> _SELECTED EXTRACT_
= Beginning of Section =
Acknowledging that human error and personal biases already exist it is going to be hard to change how the AP voting is structured. Voters seem to have their minds made up about teams prior to the season and it remains evident through the eight weeks of voting. So how do you go about changing the system? Even though this isn’t a perfect fix we believe, based on how we rank, these are a few things that can be different:

Understand the Landscape: Gone are the days that you could wake up rank Duke, Kansas, North Carolina, Kentucky and Michigan State as your top five and keep them in the same order for the entire season. College basketball is making you work because the playing field has become so even. Mid-major programs are roster building and prospects are realizing if you are good enough the NBA will notice you regardless of if you play on a “blue blood” program. As media exposure has increased players are being recognized which has helped the little guy recruit within their area and get better with age. The AP seems to rely on the idea that these teams are still and should still be considered the perennial best even though that isn’t the case. For example Kansas has been ranked in the top ten all year, last season Kansas was also a top ten team ended up with a high seed in the tournament and lost to a better team in USC. It wasn’t because USC was underrated but it was because Kansas wasn’t as good as everyone thought just because they are the Jayhawks. It feels like the respect that smaller programs deserve hasn’t quiet caught up to the respect they are getting which makes it more difficult to accurately rank each team.
= End of Section =
> _INSTRUCTIONS TO FOLLOW_
Answer these questions about the text on AP college basketball voting:
1. Through how many weeks of voting does the text say voters' preseason views remain evident?
2. Which five programs does the text name as a top five once kept in the same order all season?
3. Which team does the text say Kansas lost to in last season's tournament?
The records that follow are separate material and have no connection to the text on AP college basketball voting.

> _RECORDS_
= Beginning of Section =
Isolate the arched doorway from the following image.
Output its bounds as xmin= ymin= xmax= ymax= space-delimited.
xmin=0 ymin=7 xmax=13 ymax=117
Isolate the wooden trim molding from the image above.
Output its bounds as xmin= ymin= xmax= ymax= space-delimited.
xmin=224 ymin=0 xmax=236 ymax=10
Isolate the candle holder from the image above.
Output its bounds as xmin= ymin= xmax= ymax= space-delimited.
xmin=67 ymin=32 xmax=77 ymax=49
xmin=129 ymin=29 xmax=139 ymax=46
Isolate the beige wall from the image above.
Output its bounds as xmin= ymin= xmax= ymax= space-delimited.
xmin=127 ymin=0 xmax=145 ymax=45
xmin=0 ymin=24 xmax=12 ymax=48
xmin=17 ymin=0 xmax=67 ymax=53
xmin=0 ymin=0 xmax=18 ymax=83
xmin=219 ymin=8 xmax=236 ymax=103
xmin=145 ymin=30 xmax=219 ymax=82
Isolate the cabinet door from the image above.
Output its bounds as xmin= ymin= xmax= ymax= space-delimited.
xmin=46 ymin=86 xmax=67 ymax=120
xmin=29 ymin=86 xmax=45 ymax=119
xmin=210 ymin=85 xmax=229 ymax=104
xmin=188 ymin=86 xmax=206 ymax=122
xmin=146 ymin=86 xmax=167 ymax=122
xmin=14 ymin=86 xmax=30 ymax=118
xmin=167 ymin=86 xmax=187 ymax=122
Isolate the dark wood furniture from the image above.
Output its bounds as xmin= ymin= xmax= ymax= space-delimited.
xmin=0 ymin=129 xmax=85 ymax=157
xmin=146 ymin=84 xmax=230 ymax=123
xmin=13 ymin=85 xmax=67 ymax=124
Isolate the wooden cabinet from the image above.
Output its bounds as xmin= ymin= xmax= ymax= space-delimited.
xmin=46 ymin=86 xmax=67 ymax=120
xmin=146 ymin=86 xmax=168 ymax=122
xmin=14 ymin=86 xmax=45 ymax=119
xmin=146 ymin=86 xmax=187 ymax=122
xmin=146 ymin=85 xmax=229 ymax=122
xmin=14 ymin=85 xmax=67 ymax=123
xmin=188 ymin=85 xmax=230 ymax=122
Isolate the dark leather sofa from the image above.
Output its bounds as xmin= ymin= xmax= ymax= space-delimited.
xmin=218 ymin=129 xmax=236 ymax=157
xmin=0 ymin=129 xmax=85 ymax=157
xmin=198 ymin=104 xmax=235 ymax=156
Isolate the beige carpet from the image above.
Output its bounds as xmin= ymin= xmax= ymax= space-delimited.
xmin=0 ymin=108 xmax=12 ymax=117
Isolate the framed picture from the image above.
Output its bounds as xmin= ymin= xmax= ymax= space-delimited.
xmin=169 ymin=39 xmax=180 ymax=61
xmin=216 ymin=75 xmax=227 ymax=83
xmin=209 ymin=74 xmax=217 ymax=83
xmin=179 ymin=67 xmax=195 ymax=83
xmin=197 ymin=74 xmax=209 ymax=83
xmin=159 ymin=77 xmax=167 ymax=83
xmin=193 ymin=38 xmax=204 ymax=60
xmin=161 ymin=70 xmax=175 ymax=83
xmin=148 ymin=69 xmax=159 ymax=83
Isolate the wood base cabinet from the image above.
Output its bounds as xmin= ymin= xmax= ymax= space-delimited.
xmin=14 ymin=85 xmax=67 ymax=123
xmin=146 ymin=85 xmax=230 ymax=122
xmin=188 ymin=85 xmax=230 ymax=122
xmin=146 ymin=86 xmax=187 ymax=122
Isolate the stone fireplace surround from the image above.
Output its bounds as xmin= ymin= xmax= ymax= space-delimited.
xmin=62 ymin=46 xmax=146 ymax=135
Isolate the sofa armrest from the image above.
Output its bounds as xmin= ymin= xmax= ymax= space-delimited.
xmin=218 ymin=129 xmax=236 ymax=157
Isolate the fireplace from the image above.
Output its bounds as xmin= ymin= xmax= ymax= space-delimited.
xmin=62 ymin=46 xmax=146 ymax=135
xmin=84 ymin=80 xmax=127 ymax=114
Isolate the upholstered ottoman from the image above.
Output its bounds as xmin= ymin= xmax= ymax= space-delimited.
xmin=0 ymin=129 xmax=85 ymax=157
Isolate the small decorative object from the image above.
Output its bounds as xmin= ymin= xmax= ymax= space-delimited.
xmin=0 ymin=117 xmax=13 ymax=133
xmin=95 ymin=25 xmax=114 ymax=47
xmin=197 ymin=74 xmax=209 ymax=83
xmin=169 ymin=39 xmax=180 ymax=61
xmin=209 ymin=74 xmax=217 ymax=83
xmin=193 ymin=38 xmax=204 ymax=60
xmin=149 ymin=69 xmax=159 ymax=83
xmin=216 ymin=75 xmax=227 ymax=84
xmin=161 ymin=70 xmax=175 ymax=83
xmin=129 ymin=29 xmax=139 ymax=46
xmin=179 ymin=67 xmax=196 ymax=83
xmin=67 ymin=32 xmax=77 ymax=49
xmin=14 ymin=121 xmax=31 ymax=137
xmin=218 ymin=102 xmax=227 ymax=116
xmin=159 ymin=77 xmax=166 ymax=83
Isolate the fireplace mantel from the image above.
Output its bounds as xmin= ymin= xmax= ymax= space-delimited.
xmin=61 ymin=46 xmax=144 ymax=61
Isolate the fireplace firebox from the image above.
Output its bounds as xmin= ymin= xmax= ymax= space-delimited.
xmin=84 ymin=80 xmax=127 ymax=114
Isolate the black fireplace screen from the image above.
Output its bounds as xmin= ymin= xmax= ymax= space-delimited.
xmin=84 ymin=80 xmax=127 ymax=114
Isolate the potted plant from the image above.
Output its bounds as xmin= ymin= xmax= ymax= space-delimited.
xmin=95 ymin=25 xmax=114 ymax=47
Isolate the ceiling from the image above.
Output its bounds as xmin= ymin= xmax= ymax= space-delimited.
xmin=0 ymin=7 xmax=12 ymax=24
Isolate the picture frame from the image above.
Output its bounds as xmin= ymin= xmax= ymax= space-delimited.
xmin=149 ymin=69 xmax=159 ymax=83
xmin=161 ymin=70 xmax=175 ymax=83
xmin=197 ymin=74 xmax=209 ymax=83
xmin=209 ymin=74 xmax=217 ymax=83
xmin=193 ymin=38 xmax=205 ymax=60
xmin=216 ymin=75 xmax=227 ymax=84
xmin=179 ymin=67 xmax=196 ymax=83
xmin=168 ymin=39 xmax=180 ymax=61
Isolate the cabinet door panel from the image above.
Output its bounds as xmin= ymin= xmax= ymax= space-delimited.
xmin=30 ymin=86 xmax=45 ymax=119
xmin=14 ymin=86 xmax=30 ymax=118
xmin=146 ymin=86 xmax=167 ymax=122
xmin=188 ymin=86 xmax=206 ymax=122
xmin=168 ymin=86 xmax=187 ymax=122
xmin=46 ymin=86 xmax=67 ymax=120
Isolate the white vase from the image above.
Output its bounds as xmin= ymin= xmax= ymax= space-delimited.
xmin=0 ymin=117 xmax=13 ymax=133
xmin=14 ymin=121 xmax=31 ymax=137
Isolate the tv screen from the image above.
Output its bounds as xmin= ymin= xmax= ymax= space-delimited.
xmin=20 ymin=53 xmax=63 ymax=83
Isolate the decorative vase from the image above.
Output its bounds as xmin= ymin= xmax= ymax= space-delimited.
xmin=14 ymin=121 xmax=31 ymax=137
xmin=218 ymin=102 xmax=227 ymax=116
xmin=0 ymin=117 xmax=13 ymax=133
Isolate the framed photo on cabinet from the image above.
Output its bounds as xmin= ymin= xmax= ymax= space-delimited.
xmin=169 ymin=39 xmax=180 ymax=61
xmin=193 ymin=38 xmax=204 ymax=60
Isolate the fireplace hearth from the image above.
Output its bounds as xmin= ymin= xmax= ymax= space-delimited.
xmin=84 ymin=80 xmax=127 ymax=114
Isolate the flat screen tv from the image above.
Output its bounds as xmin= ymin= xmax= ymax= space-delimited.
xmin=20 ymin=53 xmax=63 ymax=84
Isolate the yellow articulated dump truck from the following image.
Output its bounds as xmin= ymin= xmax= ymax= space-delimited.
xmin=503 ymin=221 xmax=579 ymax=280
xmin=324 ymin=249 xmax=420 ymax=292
= End of Section =
> _ANSWER TO THE EXERCISE_
1. Eight weeks.
2. Duke, Kansas, North Carolina, Kentucky and Michigan State.
3. USC.